=== Dataset entries ===

——

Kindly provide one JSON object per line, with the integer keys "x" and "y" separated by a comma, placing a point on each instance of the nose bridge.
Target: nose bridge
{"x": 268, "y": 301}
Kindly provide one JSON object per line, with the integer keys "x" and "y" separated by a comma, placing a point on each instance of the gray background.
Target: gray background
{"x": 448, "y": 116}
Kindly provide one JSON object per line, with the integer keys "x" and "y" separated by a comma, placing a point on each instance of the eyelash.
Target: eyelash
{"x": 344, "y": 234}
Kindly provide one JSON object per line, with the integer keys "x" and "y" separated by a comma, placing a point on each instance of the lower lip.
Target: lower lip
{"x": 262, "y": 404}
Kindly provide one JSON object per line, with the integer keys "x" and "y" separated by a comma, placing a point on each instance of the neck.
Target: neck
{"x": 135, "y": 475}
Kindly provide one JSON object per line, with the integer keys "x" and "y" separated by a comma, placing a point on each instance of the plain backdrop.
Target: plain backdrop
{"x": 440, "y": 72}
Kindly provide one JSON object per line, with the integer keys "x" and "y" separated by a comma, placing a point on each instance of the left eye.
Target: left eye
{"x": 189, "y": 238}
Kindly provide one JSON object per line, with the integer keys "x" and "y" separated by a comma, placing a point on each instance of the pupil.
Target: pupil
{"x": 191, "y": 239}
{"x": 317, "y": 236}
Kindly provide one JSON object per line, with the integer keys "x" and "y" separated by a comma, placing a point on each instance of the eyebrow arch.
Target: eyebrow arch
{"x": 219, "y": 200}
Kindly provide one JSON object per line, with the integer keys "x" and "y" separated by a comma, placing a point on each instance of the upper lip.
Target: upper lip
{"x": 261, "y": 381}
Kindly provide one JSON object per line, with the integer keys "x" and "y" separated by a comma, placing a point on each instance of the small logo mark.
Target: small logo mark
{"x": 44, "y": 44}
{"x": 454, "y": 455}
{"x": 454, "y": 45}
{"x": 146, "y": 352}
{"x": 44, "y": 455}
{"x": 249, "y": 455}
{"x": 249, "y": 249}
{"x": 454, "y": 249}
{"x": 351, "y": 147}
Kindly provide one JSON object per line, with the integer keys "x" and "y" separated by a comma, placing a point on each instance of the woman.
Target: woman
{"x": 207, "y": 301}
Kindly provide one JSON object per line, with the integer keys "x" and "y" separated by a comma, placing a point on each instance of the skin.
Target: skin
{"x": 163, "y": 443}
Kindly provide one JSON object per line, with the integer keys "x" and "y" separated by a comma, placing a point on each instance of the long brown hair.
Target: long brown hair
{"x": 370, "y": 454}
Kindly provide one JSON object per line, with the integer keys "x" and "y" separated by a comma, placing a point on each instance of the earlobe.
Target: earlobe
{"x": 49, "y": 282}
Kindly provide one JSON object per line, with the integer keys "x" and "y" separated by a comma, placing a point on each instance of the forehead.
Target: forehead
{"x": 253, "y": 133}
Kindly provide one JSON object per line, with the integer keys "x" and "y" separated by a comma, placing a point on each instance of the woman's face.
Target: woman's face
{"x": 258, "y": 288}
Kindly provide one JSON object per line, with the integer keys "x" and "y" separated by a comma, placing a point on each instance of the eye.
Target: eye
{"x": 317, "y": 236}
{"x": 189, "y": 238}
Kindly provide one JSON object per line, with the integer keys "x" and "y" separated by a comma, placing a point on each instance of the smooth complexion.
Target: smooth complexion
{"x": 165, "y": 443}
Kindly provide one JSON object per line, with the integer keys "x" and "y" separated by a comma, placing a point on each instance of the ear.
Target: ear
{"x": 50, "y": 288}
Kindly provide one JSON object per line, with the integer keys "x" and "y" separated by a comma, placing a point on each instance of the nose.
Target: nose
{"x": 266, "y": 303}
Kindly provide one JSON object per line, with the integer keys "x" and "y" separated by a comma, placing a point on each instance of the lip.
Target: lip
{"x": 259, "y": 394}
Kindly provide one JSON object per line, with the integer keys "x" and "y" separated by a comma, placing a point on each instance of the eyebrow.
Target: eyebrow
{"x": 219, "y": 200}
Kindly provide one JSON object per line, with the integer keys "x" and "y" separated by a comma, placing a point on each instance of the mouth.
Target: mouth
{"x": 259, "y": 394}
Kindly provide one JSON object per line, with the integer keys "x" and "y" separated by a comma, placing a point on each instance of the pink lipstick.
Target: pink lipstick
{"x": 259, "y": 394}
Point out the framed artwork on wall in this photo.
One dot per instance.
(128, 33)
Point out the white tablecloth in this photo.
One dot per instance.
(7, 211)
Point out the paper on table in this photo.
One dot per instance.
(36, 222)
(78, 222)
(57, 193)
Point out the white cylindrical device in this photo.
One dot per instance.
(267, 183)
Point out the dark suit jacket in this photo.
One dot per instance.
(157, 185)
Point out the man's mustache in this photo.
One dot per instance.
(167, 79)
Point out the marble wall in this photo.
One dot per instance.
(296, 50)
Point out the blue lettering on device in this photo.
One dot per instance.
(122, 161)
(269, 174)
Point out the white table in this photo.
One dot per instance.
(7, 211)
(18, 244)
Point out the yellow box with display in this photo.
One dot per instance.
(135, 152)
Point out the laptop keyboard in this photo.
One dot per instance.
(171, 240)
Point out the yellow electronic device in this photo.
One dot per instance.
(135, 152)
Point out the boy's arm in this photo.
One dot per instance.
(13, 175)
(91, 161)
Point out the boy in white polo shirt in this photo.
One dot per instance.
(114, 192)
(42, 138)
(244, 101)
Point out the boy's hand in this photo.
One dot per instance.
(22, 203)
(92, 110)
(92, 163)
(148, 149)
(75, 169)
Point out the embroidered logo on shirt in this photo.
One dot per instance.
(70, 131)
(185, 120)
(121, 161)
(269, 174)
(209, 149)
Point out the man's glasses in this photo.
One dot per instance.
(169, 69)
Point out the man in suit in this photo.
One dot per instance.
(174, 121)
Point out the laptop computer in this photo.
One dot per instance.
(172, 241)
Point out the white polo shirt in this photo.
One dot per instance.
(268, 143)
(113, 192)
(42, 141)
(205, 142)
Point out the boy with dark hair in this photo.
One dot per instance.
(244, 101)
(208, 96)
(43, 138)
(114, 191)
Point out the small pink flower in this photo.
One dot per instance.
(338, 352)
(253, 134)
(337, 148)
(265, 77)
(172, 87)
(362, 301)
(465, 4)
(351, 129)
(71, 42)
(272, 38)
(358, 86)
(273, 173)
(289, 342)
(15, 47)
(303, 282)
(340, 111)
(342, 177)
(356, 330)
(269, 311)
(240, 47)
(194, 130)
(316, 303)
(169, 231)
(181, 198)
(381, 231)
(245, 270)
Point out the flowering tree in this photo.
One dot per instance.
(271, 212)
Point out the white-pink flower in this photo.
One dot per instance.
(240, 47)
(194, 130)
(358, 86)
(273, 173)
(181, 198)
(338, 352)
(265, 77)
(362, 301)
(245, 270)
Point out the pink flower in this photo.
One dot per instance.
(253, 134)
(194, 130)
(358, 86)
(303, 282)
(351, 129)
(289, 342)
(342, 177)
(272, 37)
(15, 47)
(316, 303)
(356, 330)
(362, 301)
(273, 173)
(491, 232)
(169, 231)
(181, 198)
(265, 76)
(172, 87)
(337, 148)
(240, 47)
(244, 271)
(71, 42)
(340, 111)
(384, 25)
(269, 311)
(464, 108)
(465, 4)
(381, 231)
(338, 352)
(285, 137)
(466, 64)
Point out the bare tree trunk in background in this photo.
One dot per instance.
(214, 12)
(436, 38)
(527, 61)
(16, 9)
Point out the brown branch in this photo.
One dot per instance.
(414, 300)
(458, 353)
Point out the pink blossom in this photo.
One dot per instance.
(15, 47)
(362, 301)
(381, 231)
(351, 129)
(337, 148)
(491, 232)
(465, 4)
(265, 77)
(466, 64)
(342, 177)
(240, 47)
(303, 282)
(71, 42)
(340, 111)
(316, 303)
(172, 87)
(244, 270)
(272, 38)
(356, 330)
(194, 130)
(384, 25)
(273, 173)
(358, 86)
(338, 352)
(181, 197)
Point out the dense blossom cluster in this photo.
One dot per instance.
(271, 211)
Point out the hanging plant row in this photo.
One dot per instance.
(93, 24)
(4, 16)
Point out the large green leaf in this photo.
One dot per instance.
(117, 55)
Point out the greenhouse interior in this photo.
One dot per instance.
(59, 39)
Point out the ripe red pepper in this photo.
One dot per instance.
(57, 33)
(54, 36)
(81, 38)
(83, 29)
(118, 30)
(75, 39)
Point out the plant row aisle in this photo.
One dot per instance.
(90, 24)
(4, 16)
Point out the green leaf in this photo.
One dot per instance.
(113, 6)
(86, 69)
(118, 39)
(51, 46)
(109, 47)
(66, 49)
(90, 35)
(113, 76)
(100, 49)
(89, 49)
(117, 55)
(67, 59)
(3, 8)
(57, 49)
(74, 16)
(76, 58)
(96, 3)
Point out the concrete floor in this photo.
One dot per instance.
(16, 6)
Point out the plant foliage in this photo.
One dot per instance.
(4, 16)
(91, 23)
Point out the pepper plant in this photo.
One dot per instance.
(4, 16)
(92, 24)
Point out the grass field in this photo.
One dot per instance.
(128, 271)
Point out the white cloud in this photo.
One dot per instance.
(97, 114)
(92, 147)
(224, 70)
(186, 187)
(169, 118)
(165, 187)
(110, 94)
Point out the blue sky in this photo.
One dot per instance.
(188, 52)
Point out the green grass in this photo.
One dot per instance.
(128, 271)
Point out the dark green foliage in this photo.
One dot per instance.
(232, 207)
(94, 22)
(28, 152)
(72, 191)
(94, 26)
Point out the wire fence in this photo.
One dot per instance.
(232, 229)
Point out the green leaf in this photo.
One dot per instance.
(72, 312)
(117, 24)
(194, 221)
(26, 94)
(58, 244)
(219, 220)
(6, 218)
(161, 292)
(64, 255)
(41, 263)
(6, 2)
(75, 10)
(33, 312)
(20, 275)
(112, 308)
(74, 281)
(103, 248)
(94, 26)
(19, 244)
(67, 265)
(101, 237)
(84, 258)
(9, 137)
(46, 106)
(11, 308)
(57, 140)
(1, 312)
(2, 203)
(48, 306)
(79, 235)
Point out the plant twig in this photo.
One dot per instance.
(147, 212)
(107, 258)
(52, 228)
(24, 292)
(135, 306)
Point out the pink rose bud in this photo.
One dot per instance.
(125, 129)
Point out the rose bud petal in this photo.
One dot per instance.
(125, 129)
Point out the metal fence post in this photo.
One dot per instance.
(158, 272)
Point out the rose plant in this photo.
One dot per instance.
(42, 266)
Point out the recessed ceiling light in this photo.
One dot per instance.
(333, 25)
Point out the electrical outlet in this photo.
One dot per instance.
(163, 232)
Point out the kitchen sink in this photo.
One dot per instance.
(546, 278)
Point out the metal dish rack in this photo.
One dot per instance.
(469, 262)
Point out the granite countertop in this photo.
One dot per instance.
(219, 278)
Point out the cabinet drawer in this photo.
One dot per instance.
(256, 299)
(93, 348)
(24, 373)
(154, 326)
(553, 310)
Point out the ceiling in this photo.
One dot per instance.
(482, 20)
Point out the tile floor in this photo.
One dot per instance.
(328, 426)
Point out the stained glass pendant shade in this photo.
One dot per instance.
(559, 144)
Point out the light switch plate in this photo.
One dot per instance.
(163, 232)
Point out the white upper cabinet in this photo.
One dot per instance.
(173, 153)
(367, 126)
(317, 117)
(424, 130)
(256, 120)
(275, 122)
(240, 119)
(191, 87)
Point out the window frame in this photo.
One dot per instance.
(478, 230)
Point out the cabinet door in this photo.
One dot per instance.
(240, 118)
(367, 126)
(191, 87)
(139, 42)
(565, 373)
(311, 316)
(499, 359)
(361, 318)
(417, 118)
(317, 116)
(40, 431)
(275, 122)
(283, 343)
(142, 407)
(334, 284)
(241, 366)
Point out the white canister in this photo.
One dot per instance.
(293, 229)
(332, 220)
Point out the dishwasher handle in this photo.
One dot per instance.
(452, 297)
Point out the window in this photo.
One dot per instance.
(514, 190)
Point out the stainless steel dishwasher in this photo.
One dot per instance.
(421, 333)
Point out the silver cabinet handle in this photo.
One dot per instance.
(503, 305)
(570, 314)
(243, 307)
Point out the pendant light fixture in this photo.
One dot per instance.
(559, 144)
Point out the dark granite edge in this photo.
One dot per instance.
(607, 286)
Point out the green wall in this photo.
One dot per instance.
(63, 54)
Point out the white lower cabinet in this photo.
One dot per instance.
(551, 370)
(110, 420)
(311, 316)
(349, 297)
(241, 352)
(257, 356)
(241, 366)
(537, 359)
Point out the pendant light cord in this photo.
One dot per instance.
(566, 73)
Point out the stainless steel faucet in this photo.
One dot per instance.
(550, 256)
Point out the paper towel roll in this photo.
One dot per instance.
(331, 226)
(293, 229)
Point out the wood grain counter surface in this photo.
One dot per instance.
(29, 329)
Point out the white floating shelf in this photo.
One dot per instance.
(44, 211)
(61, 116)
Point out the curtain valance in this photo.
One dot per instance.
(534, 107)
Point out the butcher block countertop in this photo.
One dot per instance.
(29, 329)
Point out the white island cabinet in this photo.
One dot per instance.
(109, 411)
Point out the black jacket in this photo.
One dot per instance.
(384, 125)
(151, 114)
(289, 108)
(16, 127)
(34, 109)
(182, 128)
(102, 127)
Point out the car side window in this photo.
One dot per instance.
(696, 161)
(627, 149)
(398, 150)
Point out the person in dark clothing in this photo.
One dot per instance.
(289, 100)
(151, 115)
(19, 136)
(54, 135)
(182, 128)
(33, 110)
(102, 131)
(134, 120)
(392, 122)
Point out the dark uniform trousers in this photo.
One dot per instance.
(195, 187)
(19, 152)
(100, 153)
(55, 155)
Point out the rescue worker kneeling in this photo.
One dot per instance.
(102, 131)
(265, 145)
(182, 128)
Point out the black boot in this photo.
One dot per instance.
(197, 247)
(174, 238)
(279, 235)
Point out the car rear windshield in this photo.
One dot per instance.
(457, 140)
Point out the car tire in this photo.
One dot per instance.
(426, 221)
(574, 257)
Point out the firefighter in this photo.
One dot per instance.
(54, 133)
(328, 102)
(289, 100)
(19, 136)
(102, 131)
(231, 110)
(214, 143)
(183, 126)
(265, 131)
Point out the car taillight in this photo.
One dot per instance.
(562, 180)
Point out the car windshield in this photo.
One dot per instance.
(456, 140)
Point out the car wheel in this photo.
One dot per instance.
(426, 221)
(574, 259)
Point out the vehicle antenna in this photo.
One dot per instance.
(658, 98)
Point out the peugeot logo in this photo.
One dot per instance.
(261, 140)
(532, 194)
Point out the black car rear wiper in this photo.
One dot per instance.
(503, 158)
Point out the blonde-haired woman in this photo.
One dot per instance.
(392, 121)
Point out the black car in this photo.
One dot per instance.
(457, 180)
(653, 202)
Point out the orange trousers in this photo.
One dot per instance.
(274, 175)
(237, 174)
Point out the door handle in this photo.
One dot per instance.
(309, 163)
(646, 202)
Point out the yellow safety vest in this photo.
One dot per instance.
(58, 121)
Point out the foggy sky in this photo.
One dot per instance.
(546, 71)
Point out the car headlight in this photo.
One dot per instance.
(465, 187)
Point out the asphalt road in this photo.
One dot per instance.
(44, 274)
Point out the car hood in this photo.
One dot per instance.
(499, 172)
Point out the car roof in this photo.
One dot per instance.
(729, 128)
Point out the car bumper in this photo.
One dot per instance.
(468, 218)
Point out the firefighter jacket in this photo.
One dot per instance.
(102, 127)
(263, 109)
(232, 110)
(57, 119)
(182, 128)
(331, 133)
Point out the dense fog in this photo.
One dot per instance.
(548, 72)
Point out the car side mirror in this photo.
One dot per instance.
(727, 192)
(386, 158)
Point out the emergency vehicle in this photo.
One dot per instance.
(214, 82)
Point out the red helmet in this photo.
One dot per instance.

——

=== REQUIRED WORK ===
Nothing but lines that contain "steel" should appear in the answer. Copy each from the records.

=== ANSWER SPACE ===
Point out the stainless steel dishwasher in this photo.
Point out the stainless steel faucet in this photo.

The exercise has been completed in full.